■ **Your goal**:
Look through the records and copy each line with the string "girl" in it.

★ ★ ★

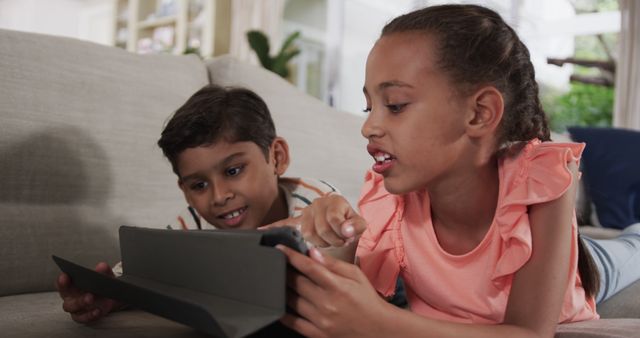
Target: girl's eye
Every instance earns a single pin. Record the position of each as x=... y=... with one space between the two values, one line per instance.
x=198 y=186
x=234 y=171
x=396 y=108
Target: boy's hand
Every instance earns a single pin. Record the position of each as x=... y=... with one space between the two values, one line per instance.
x=85 y=307
x=328 y=221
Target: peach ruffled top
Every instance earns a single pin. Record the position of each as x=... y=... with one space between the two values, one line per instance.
x=473 y=287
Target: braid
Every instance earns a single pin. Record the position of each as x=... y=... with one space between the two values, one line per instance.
x=524 y=118
x=476 y=47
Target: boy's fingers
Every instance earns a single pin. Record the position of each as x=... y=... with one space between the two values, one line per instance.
x=105 y=269
x=290 y=222
x=334 y=265
x=77 y=304
x=354 y=226
x=308 y=267
x=302 y=326
x=300 y=305
x=86 y=317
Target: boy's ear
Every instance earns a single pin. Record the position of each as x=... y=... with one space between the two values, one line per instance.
x=487 y=108
x=280 y=155
x=184 y=191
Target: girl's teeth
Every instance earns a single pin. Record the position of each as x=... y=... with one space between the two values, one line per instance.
x=232 y=214
x=381 y=157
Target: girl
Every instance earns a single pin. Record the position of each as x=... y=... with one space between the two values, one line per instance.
x=467 y=201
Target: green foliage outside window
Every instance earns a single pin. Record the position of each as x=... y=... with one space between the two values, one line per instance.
x=583 y=105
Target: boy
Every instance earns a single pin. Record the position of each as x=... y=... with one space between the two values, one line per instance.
x=223 y=147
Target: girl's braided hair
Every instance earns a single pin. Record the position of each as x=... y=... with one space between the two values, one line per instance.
x=476 y=47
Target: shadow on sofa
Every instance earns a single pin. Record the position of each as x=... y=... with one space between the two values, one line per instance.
x=59 y=179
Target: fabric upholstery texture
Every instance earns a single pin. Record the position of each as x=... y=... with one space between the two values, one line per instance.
x=78 y=146
x=611 y=166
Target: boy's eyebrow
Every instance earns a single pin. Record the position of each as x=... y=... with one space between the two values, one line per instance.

★ ★ ★

■ **Response area**:
Target: girl's eye
Target: girl's teeth
Target: girl
Target: girl's braided hair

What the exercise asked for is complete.